- DOCUMENT SECTION -

==============================

OK each particule has a unique axis of rotation.
But in the end how do you want to render such particules ? Quads that may appear flat in front of the viewer ? Or always as impostors ?

In anyway if you want to transform quickly. The problem is matrix rotation. That's slow and this denormalizes the matrices. So you have to use quaternions instead. W (Omega) = rotationnal speed as a quaternion. Now you can transform your quad vertices directly as P'=W*P, it's as fast as a matrix. But beware that precision errors after each rotation may scale your quads. Another slution is to maintain Q (Position) as a quaternion. Make a quat mul each time. then same thing but accelerated since you quad verts are box (+-r,+-r,0) corners. That's the best solution.

BTW it's nearly equivalent to the cross prod trick of bpj. ^ seems more seducing tho but beware that it scales your quads continuously.

==============================

- EXCERPTED DATA -

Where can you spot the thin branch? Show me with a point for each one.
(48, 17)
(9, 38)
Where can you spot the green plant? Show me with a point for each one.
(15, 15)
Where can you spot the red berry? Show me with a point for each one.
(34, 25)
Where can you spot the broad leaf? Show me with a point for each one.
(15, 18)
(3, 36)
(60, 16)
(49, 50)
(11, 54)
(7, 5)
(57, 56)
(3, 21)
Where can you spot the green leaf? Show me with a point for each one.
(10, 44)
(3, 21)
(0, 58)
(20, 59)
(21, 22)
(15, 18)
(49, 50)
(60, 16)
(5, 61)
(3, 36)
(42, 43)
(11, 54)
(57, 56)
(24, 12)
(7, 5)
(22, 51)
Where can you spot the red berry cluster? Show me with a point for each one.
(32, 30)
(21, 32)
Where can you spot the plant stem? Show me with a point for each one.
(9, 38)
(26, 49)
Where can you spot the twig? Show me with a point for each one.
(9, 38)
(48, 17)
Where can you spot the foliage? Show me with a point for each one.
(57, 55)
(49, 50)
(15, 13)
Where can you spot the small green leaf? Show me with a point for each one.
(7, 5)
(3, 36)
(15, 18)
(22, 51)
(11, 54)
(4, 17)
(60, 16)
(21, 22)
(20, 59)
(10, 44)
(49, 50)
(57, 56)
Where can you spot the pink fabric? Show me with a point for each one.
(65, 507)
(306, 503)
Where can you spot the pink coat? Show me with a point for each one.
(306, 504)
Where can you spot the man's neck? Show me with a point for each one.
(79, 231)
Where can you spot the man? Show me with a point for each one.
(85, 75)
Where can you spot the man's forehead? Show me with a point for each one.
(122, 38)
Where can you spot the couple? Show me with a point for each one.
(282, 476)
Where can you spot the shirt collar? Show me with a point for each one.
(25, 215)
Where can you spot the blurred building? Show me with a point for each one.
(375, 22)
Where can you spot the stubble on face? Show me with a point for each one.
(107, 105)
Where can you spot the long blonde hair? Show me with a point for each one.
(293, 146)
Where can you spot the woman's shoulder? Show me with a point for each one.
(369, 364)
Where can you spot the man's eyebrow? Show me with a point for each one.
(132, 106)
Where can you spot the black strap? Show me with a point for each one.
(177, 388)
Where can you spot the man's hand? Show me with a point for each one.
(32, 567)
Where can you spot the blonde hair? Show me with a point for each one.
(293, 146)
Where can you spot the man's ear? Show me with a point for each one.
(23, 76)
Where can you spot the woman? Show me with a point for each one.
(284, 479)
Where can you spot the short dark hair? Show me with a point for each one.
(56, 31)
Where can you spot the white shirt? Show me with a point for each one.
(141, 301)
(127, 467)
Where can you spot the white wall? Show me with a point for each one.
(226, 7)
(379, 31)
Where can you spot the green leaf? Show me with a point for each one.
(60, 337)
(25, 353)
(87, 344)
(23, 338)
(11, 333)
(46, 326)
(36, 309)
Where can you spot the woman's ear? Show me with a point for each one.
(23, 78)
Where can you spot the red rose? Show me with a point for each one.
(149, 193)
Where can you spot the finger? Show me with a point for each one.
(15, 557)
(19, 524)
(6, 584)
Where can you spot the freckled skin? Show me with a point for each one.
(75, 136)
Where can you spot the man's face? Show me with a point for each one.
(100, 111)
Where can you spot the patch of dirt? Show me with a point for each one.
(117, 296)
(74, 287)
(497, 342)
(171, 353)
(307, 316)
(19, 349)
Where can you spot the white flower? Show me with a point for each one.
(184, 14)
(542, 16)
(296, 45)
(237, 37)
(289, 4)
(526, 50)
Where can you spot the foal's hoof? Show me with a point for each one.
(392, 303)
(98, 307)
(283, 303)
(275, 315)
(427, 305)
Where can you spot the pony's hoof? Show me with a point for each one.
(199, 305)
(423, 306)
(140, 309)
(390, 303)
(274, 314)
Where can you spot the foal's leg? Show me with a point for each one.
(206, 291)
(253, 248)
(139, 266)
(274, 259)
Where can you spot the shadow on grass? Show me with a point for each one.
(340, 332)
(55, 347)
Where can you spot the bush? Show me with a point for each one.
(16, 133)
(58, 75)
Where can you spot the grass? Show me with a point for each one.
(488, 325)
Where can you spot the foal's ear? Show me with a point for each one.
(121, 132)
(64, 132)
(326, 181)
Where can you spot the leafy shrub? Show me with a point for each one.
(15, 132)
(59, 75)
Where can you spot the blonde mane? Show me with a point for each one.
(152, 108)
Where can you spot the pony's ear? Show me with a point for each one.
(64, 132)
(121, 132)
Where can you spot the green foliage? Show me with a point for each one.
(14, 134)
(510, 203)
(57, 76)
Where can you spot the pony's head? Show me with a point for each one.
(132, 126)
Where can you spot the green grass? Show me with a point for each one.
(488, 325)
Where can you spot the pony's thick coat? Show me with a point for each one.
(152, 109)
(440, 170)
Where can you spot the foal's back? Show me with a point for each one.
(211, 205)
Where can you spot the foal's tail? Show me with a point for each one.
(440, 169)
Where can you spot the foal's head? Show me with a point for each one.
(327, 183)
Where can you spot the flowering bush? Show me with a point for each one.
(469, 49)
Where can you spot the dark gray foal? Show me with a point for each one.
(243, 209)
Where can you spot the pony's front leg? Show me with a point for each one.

==============================

According to the post on rotating particles, what two drawbacks does matrix rotation have?

It is slow, and it denormalizes the matrices.